■ What you should do ■
Exact copies of all the lines below are needed, without the pictures.
____
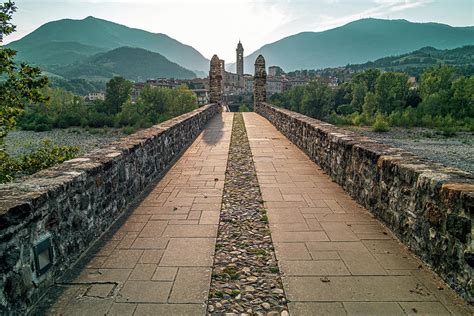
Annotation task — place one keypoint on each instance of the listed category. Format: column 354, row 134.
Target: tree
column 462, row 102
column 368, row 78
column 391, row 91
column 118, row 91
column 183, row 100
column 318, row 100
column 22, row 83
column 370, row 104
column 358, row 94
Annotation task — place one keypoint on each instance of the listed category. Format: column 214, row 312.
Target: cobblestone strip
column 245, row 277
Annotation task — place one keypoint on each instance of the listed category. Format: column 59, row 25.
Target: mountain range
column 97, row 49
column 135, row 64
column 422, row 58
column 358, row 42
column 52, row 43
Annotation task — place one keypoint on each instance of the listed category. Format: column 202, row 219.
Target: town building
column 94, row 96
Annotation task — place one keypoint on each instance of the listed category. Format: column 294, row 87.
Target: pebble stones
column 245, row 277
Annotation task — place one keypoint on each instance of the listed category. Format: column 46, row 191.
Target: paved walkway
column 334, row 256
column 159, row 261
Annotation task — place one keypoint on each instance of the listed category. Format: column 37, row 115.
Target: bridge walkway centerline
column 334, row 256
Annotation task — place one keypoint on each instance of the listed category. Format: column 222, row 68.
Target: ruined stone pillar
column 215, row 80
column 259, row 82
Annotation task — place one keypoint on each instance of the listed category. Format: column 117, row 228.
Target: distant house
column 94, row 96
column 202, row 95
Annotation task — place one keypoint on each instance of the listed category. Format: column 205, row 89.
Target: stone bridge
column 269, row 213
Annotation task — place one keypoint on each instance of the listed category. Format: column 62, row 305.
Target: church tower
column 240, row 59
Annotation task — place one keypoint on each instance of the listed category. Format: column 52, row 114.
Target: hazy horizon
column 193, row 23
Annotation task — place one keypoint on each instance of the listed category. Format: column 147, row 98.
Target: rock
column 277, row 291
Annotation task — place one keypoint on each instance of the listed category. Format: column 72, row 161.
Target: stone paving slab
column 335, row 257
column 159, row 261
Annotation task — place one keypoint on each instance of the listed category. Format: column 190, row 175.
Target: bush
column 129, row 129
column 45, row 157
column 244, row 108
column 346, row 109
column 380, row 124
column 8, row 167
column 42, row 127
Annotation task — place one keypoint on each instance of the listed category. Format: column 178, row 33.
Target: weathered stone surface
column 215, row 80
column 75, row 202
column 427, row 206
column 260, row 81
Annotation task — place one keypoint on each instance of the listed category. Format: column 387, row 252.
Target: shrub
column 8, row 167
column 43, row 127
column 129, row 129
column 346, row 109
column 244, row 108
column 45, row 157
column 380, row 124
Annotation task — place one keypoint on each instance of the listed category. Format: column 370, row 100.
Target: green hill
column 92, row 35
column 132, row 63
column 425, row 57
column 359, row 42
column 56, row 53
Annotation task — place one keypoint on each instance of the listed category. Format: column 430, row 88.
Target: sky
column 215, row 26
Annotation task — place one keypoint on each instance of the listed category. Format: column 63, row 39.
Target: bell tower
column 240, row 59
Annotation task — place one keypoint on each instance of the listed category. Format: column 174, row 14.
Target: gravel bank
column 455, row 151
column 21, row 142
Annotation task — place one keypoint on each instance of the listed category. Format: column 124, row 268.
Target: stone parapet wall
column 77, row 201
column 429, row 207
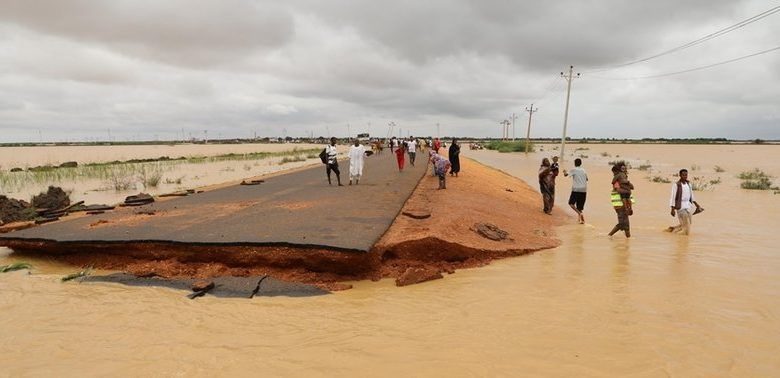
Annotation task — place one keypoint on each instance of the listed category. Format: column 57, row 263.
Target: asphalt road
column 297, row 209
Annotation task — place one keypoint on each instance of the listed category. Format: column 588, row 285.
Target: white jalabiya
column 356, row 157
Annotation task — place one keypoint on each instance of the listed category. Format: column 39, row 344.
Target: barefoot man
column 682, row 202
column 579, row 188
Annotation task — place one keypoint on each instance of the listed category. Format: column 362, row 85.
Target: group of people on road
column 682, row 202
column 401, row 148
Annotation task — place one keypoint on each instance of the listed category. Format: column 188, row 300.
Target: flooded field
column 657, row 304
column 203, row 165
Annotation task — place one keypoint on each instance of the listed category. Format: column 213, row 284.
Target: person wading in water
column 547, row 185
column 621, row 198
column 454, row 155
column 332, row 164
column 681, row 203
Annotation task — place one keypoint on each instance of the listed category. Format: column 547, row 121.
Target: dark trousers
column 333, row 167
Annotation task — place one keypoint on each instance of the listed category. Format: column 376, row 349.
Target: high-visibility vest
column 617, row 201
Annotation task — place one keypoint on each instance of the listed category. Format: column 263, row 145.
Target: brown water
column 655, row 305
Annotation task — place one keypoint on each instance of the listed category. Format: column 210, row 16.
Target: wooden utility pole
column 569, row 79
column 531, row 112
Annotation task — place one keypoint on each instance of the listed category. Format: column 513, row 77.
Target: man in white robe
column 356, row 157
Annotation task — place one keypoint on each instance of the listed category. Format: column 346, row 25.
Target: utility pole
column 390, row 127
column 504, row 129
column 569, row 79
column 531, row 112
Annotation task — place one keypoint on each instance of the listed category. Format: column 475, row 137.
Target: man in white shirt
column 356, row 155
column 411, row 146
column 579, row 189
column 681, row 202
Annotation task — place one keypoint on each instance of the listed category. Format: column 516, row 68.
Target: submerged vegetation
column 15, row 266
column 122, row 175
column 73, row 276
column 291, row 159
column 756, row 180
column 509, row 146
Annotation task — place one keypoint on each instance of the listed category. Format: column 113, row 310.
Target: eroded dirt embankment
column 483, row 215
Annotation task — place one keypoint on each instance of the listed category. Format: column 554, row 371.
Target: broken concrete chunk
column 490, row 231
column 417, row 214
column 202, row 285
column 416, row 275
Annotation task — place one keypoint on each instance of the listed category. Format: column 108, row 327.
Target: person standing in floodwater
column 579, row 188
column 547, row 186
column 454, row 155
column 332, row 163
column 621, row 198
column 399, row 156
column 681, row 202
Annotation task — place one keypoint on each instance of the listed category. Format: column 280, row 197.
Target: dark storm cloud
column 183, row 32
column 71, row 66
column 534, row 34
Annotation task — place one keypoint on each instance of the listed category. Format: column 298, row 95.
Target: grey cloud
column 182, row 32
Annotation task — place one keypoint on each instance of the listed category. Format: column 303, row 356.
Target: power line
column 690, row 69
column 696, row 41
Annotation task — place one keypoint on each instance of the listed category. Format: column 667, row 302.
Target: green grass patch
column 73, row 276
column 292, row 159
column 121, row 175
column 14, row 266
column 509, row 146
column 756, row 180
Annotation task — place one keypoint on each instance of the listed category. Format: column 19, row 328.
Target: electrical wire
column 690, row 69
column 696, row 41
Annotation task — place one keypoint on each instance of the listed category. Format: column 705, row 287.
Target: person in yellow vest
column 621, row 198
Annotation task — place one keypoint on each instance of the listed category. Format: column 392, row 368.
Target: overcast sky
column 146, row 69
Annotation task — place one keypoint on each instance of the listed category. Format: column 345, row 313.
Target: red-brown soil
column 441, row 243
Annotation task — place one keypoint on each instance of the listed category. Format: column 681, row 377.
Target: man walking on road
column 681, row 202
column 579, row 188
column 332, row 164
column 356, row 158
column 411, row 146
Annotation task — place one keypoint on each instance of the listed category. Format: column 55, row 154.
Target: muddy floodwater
____
■ Solved exercise ■
Annotation task — place one keypoint on each instance of the listed category. Format: column 354, row 134.
Target: tree
column 462, row 102
column 368, row 78
column 391, row 91
column 118, row 91
column 183, row 100
column 318, row 100
column 22, row 83
column 370, row 104
column 358, row 94
Annotation task — place one keypoint on each instance of the listed category. Format: column 214, row 312.
Target: cobblestone strip
column 245, row 277
Annotation task — place one keypoint on each instance of the listed category. Format: column 59, row 25.
Target: mountain range
column 97, row 49
column 135, row 64
column 422, row 58
column 358, row 42
column 52, row 43
Annotation task — place one keypoint on each instance of the listed category. Format: column 202, row 219.
Target: town building
column 94, row 96
Annotation task — place one keypoint on each instance of the listed category. Format: column 294, row 87.
Target: pebble stones
column 245, row 277
Annotation task — place one keypoint on each instance of the listed category. Format: column 46, row 191.
Target: paved walkway
column 334, row 256
column 159, row 261
Annotation task — place one keypoint on each instance of the listed category. Format: column 37, row 115.
Target: bridge walkway centerline
column 334, row 256
Annotation task — place one keypoint on each instance of the listed category. Format: column 222, row 68.
Target: ruined stone pillar
column 215, row 80
column 259, row 82
Annotation task — place one keypoint on each instance of the listed category. Format: column 117, row 228.
Target: distant house
column 94, row 96
column 202, row 95
Annotation task — place one keypoint on each instance of the listed category. Format: column 205, row 89.
Target: stone bridge
column 269, row 213
Annotation task — place one keypoint on each instance of the listed category. Format: column 62, row 305.
Target: church tower
column 240, row 59
Annotation task — place one keypoint on each instance of the listed category. Format: column 52, row 114.
Target: hazy horizon
column 193, row 23
Annotation task — place one keypoint on each instance of the listed category. Format: column 147, row 98.
Target: rock
column 277, row 291
Annotation task — place one keypoint on each instance of the listed category. Format: column 72, row 161.
Target: stone paving slab
column 335, row 257
column 159, row 261
Annotation task — place one keypoint on each instance of the listed category. Format: column 190, row 175.
Target: bush
column 129, row 129
column 45, row 157
column 244, row 108
column 346, row 109
column 380, row 124
column 8, row 167
column 42, row 127
Annotation task — place one keypoint on each instance of the listed category. Format: column 178, row 33.
Target: weathered stone surface
column 215, row 80
column 75, row 202
column 427, row 206
column 260, row 81
Annotation task — place one keypoint on each instance of the listed category. Format: column 387, row 252.
Target: shrub
column 8, row 167
column 43, row 127
column 129, row 129
column 346, row 109
column 244, row 108
column 45, row 157
column 380, row 124
Annotation task — place one keypoint on each instance of the listed category. Format: column 370, row 100.
Target: green hill
column 92, row 35
column 132, row 63
column 425, row 57
column 359, row 42
column 56, row 53
Annotation task — place one keypoint on each instance of the listed category. Format: column 430, row 88.
Target: sky
column 215, row 26
Annotation task — place one keypoint on each instance of the listed category. Format: column 63, row 39.
Target: bell tower
column 240, row 59
Annotation task — place one keypoint on each instance of the listed category. Format: column 174, row 14.
Target: gravel bank
column 455, row 151
column 21, row 142
Annotation task — place one keypoint on each instance of the listed category. Format: column 124, row 268.
Target: stone parapet wall
column 77, row 201
column 429, row 207
Annotation task — place one keypoint on each instance of the listed category. Format: column 57, row 263.
Target: asphalt road
column 297, row 209
Annotation task — place one keypoint on each instance of the listed category. Format: column 588, row 285.
Target: white jalabiya
column 356, row 157
Annotation task — place one keypoint on each instance of the listed category. Format: column 39, row 344.
Target: barefoot man
column 682, row 202
column 579, row 188
Annotation task — place one keypoint on each instance of the listed category. Format: column 362, row 85.
Target: group of people on road
column 682, row 202
column 401, row 148
Annotation task — place one keypoint on each instance of the listed category. Format: column 188, row 300.
Target: flooded field
column 657, row 304
column 203, row 165
Annotation task — place one keypoint on each instance of the listed category. Format: column 213, row 284.
Target: person wading in water
column 547, row 185
column 621, row 198
column 454, row 155
column 332, row 164
column 681, row 203
Annotation task — place one keypoint on each instance of the listed category. Format: column 547, row 121.
Target: dark trousers
column 333, row 167
Annotation task — place one keypoint on each instance of the listed category. Format: column 376, row 349.
Target: high-visibility vest
column 617, row 201
Annotation task — place one keypoint on each instance of the listed category. Format: column 263, row 145.
Target: brown water
column 655, row 305
Annotation task — place one keypoint on each instance of the listed category. Format: column 210, row 16.
Target: wooden utility pole
column 569, row 79
column 531, row 112
Annotation task — place one keypoint on each instance of the listed category. Format: column 513, row 77.
Target: man in white robe
column 356, row 157
Annotation task — place one keypoint on each instance of the listed category. Format: column 346, row 25.
Target: utility pole
column 390, row 127
column 504, row 129
column 569, row 79
column 531, row 112
Annotation task — place one keypoint on each instance of the listed category. Format: column 475, row 137.
Target: man in white shirt
column 356, row 155
column 411, row 146
column 579, row 189
column 681, row 202
Annotation task — place one keypoint on each instance of the listed category. Format: column 516, row 68.
Target: submerged vegetation
column 15, row 266
column 122, row 175
column 73, row 276
column 291, row 159
column 756, row 180
column 509, row 146
Annotation task — place one keypoint on each instance of the listed category. Format: column 113, row 310.
Target: eroded dirt embankment
column 483, row 215
Annotation task — place one keypoint on each instance of the listed category. Format: column 554, row 371.
Target: broken concrete chunk
column 490, row 231
column 417, row 214
column 202, row 285
column 416, row 275
Annotation task — place one keypoint on each instance of the listed category. Format: column 108, row 327.
Target: person standing in floodwater
column 579, row 188
column 547, row 186
column 454, row 155
column 332, row 163
column 621, row 198
column 399, row 156
column 681, row 202
Annotation task — place one keypoint on each instance of the listed category. Format: column 280, row 197.
Target: dark storm cloud
column 183, row 32
column 71, row 66
column 534, row 34
Annotation task — place one keypoint on each instance of the listed category. Format: column 298, row 95.
Target: grey cloud
column 182, row 32
Annotation task — place one keypoint on each instance of the listed category. Format: column 303, row 356.
Target: power line
column 690, row 69
column 696, row 41
Annotation task — place one keypoint on each instance of the listed category. Format: column 667, row 302.
Target: green grass patch
column 73, row 276
column 292, row 159
column 121, row 175
column 14, row 266
column 509, row 146
column 756, row 180
Annotation task — place one keypoint on each instance of the listed category. Format: column 19, row 328.
Target: electrical wire
column 690, row 69
column 696, row 41
Annotation task — place one keypoint on each instance of the listed category. Format: column 705, row 287.
Target: person in yellow vest
column 621, row 198
Annotation task — place one keypoint on each instance of the listed category. Format: column 392, row 368.
Target: overcast sky
column 146, row 69
Annotation task — place one keypoint on each instance of the listed category. Format: column 345, row 313.
Target: red-brown soil
column 441, row 243
Annotation task — place one keypoint on each instance of the listed category. Format: column 681, row 377.
Target: man walking on road
column 681, row 202
column 579, row 188
column 332, row 164
column 356, row 158
column 411, row 146
Annotation task — place one keypoint on each instance of the listed category. Format: column 55, row 154.
Target: muddy floodwater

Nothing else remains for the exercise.